### Data to use
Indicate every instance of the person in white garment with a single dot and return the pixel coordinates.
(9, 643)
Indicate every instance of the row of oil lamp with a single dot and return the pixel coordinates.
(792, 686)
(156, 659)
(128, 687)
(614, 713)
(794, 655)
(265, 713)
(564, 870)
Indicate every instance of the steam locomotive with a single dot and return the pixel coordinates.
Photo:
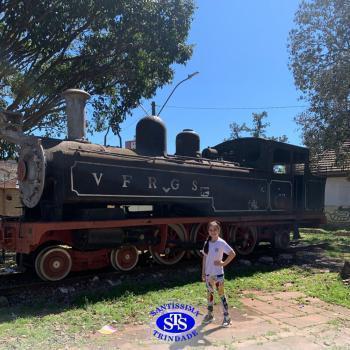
(87, 205)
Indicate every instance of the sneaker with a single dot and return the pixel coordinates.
(227, 321)
(208, 318)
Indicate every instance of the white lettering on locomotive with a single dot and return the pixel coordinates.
(97, 179)
(175, 184)
(166, 189)
(152, 182)
(126, 180)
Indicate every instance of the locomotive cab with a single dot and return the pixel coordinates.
(292, 187)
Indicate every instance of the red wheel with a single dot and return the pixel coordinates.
(53, 263)
(171, 255)
(199, 234)
(282, 238)
(244, 239)
(124, 258)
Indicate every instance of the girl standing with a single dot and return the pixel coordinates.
(213, 270)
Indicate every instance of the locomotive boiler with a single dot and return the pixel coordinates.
(113, 201)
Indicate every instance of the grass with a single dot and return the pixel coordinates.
(55, 326)
(336, 246)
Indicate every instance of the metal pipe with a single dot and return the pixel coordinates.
(75, 108)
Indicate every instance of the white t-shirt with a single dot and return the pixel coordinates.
(215, 252)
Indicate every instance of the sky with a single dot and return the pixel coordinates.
(240, 52)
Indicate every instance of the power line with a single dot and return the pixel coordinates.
(235, 108)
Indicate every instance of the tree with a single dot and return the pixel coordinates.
(319, 49)
(118, 51)
(257, 130)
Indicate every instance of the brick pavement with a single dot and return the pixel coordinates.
(288, 320)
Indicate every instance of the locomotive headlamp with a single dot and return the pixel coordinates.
(21, 170)
(31, 173)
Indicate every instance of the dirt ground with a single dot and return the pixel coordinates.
(286, 320)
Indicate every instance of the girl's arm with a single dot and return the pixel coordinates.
(230, 257)
(203, 268)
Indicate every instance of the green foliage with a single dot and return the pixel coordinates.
(319, 49)
(118, 51)
(7, 150)
(258, 128)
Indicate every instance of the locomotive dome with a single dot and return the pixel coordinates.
(151, 136)
(187, 143)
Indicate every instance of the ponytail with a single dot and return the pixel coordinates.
(206, 245)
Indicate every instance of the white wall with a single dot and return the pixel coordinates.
(337, 201)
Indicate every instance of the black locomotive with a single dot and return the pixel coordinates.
(118, 201)
(80, 180)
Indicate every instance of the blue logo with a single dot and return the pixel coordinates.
(174, 322)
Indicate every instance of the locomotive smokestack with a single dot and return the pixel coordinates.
(75, 108)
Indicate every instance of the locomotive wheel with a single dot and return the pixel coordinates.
(124, 258)
(244, 239)
(199, 233)
(53, 263)
(171, 256)
(282, 239)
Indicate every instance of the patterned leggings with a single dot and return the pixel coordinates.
(217, 282)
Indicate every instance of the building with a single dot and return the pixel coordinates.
(337, 193)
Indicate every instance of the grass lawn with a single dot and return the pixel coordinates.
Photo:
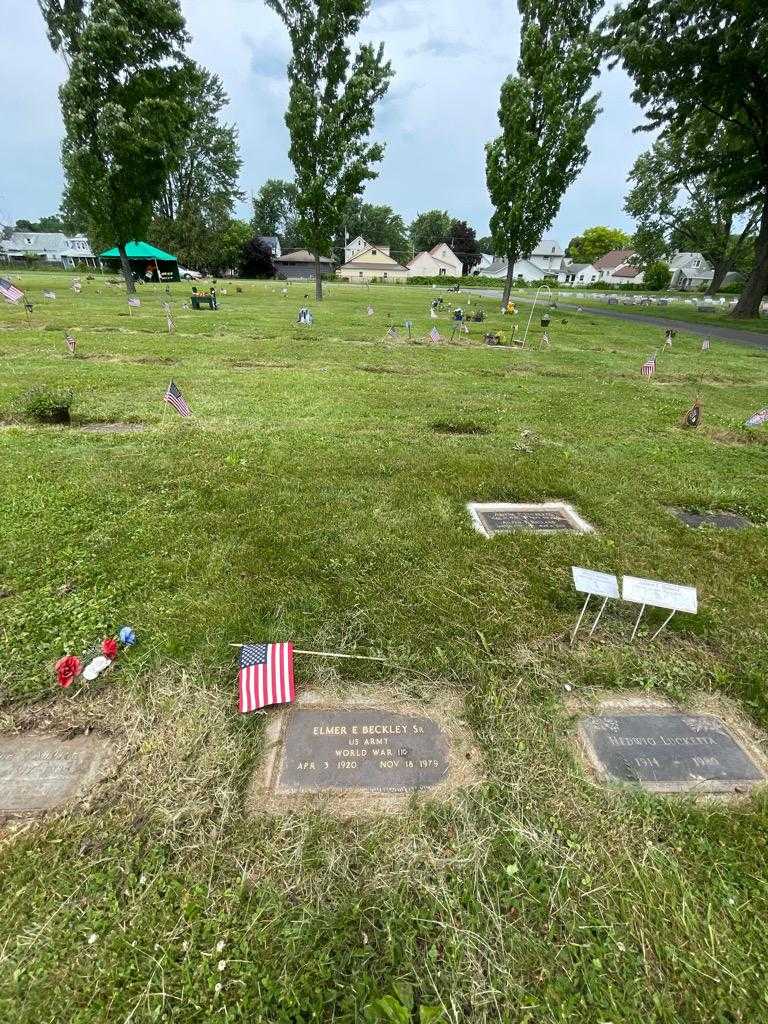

### Work to do
Rewrite all of the records above with "with a single dot" changed to "with one dot" and everything else left the same. Omit the pictures.

### The reply
Indicate every instance of the person in white garment with one dot and return the pixel coordinates.
(9, 643)
Indicate every instance of the row of oil lamp with one dot and return the pixel coordinates.
(792, 686)
(156, 659)
(128, 687)
(614, 713)
(794, 655)
(265, 713)
(564, 870)
Indicate every instance of the steam locomotive with one dot and return the pixel coordinates.
Photo:
(87, 205)
Indicate every instance of the sneaker with one dot and return the pixel coordinates.
(227, 321)
(208, 318)
Indicate every instance of the white lettering on locomotive with one dot and return the pixel coordinates.
(97, 179)
(175, 184)
(166, 189)
(152, 182)
(126, 180)
Indicate every instance of the locomotive cab with one dot and return the pixel coordinates.
(292, 187)
Indicate every instance of the red wheel with one dot and return the pixel coordinates.
(53, 263)
(171, 255)
(199, 234)
(282, 238)
(244, 239)
(124, 258)
Indicate every instance of the girl standing with one dot and return the pixel coordinates.
(213, 270)
Indicate every instance of the locomotive boiler with one dot and return the pixel coordinates.
(113, 201)
Indicate every instance of the grass with one dot and return the pixel coordinates.
(55, 326)
(336, 246)
Indicate every instance of the metal pipe with one dot and return the pixel coordinates.
(75, 108)
Indicate every instance of the white t-shirt with one dot and return the pixel coordinates.
(215, 252)
Indicate every instance of the sky with one dot and return the pixel coordinates.
(240, 52)
Indicate every instance of the power line with one dot and return the pixel coordinates.
(235, 108)
Indicate every instance of the tree with one dot and return the pixel coordinates.
(319, 49)
(118, 51)
(257, 130)
Indicate every instance of the brick pavement with one dot and return the pixel coordinates.
(288, 320)
Indicate every instance of the locomotive headlamp with one dot and return the pixel coordinates.
(21, 170)
(31, 173)
Indicate every instance of the dirt ground with one dot and return the pixel coordinates.
(286, 320)
Indicate every instance of the girl's arm with one dot and return the pixel coordinates.
(230, 257)
(203, 268)
Indicate every instance of the green foliage with one dot and return the pixel coordinates.
(319, 49)
(118, 51)
(7, 150)
(258, 128)
Indicate every instance of the locomotive dome with one dot and return the pixel coordinates.
(151, 136)
(187, 143)
Indicate every instance of the ponytail with one dot and return the pixel coordinates.
(206, 245)
Indicate every instance of the white wall with one dot and return the pixel coordinates.
(337, 201)
Indicate every instance of the black locomotive with one dot and return the pixel coordinates.
(118, 201)
(80, 180)
Indicate every instance of the blue logo with one dot and return the pixel coordinates.
(174, 322)
Indicate every instance of the locomotive smokestack with one dot and return the pixel coordinates.
(75, 108)
Indicate every instance of the locomotive wheel with one dot and return the pixel coordinates.
(124, 258)
(244, 239)
(199, 233)
(53, 263)
(171, 256)
(282, 239)
Indicate every instance of the patterned leggings with one dot and return the pixel coordinates.
(217, 282)
Indicate every instance of the building with one dot and return the pixel coordinates.
(337, 193)
Indicate every instance of the grass lawn with one dot and return the pixel coordinates.
Photo:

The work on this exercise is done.